Stored data entries:
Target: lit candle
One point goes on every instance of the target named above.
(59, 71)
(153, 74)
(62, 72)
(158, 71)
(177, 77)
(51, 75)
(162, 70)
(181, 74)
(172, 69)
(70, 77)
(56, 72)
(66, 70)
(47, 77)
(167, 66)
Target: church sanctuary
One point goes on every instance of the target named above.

==

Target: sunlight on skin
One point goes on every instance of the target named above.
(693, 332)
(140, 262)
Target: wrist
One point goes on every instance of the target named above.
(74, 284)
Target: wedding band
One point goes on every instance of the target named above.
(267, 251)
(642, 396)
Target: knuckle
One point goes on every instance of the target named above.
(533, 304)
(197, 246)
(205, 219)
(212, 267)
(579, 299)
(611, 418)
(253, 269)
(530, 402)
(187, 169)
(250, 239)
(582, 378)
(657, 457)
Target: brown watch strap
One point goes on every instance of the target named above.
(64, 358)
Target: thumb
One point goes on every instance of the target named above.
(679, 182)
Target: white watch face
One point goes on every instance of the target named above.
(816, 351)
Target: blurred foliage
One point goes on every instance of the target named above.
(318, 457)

...

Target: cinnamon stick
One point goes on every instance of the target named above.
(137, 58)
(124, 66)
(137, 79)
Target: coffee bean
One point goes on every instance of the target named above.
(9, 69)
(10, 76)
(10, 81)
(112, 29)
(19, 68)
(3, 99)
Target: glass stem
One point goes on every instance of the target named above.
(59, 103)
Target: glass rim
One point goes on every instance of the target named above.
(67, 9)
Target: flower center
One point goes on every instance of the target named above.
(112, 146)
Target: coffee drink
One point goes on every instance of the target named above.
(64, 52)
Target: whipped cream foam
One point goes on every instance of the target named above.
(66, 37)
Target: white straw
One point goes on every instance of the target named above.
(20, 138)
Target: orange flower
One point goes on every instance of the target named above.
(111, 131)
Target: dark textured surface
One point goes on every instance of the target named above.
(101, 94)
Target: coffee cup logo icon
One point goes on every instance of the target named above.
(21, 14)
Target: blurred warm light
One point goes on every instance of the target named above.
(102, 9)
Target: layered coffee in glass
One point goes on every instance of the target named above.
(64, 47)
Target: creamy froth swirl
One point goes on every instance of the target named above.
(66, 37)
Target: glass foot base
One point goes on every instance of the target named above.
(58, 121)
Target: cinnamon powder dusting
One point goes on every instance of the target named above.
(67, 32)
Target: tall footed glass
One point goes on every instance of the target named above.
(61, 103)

GOAL OF THE EXERCISE:
Filter the data above, copying out every line that contains the word "flower". Case counts.

RESULT OF THIS TASK:
Target: flower center
Target: orange flower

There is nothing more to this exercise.